**Exercise prompt**
Convert the lines of the data starting at the line containing "target: dry sand" and ending at the line containing "305), (82, 286)]" into a numbered list, leaving out any blank lines.

**Provided material**
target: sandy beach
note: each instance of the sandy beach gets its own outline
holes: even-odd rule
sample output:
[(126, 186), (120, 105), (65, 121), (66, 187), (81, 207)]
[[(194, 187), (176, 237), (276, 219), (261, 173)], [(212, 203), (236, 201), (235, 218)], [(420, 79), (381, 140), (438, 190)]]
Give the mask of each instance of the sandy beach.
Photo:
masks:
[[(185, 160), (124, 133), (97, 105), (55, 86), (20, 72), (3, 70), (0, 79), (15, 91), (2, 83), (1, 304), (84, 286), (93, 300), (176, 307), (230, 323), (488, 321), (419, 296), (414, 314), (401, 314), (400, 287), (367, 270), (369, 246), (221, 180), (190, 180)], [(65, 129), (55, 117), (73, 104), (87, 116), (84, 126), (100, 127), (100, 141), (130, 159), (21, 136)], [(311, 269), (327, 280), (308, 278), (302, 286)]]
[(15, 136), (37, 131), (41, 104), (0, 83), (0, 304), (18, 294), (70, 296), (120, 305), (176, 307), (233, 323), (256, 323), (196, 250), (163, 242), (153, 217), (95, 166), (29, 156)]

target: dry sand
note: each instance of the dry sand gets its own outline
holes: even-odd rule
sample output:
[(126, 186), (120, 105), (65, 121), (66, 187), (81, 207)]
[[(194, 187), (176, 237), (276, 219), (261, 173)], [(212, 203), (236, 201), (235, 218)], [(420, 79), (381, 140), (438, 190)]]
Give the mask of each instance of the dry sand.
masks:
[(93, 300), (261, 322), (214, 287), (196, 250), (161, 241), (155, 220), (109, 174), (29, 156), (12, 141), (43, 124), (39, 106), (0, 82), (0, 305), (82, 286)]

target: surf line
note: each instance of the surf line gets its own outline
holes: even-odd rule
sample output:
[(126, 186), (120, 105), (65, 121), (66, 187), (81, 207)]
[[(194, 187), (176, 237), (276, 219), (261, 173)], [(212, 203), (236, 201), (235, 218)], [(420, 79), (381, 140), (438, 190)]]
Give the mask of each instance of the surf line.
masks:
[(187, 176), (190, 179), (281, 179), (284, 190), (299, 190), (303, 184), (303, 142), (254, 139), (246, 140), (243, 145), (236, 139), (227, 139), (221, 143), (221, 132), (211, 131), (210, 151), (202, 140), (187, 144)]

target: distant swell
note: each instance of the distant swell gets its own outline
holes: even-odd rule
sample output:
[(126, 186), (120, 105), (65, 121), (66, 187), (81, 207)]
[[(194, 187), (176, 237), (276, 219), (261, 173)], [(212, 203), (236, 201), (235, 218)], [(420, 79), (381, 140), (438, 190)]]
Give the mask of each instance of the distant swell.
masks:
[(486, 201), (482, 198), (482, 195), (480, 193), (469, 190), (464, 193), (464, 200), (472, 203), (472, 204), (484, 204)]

**The reply**
1. target: dry sand
2. note: each instance of the dry sand gets its own outline
3. holes: even-odd rule
4. sample output:
5. [(126, 186), (120, 105), (65, 121), (66, 187), (81, 207)]
6. [[(194, 187), (176, 237), (276, 219), (261, 173)], [(212, 203), (236, 201), (235, 218)], [(420, 79), (381, 140), (438, 190)]]
7. Give the mask of each instance of the dry sand.
8. masks:
9. [(93, 300), (261, 322), (214, 287), (196, 250), (161, 241), (155, 220), (109, 174), (29, 156), (12, 141), (43, 124), (39, 106), (0, 82), (0, 305), (82, 286)]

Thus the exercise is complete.